Task:
Could you lay out the rows below as a two-column CSV with the headers "prompt" and "response", one line for each row, putting its text under "prompt" and its answer under "response", each in a single quoted field with line breaks turned into spaces?

Point labeling dataset excerpts:
********
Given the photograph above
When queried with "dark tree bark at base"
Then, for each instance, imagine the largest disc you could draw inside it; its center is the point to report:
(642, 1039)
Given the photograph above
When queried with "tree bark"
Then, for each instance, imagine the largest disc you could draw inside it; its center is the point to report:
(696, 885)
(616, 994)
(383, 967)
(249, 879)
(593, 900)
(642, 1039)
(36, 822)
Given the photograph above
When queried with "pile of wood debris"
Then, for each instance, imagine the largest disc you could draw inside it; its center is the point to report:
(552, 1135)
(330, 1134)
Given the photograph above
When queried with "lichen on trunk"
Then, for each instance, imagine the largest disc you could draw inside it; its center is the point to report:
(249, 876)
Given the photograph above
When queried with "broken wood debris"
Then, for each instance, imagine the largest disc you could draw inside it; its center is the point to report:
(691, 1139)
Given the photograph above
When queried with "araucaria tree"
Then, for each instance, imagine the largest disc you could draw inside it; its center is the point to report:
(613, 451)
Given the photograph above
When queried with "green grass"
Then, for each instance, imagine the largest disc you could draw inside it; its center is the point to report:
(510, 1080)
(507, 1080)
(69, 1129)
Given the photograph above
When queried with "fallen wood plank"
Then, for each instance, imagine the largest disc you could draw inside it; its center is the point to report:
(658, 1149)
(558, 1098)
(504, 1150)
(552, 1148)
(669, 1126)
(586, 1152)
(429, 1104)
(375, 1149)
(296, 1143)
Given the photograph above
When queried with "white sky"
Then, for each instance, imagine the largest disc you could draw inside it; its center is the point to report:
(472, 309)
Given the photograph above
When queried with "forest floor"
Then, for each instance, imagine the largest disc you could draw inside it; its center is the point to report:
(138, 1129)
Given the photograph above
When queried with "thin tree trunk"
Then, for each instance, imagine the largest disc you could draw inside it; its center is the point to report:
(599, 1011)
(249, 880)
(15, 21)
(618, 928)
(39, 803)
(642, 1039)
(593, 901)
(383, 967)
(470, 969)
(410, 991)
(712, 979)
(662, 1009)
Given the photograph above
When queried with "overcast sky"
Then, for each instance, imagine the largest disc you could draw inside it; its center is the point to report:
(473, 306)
********
Output for this exercise:
prompt,response
"Given the photograph above When queried with ""dark tree bark at base"" Then, for each instance, imagine the largest disc you could draw inside it; its center is the point to report:","(642, 1039)"
"Given the photograph above When queried with ""tree bark"" Then, for each instance, imagine the largest disc you could draw inside it; its center is the point to report:","(696, 885) (616, 994) (383, 967) (249, 879) (593, 900) (642, 1039) (36, 822)"
"Given the photograph above When queried with ""pile of wood debris"" Then, for each instance, imagine the largest disc you could draw inside it; its center is the point to report:","(552, 1135) (330, 1134)"
"Given the photograph above When queried with ""lichen on trunk"" Then, for each instance, imagine the largest disc you could draw inside it; its center is the point to report:","(249, 876)"
"Given the photograph above When queried with ""broken wood debris"" Then, for each instance, imagine the largest disc you could draw inside it; its center is the point to report:","(691, 1139)"
"Given the photograph above When queried with ""araucaria tree"" Then, for each instance, imagine the largest disc you could draw inside it; its center is the point to report:","(613, 451)"
"Given the photograph above When queried with ""green grass"" Then, for each instance, imagine the largest disc you could draw inside it; its center is the point to report:","(510, 1080) (507, 1080) (69, 1129)"
"Given the photograph above When queried with ""fallen wood plank"" Then, for each instance, imagine the largest disc you could draw inside it; its center is the point to report:","(658, 1149) (558, 1098) (504, 1150) (552, 1148) (669, 1126) (586, 1152) (429, 1104) (375, 1149) (296, 1143)"
"Given the photograph above When queried with ""white sky"" Then, for each instance, imagine the largest disc you could draw inside it; its center is the point to report:","(472, 309)"
"Given the photograph above When queried with ""forest floor"" Then, for each instance, imagine the largest disc you could draw inside it; its center is the point to report:","(138, 1129)"
"Given the photograph above When queried with ""thin tree trunk"" Then, for each instance, imagine the largest disc you could draw inside it; its center is the point to report:","(599, 1011) (249, 880) (15, 21) (618, 928) (39, 803) (642, 1039) (593, 901) (383, 967) (470, 969) (410, 991) (712, 979) (662, 1009)"
"Given the photograph above When queried with ""overcast sky"" Then, for each instance, imagine the largest disc you could draw inside it; its center is the point to report:","(473, 306)"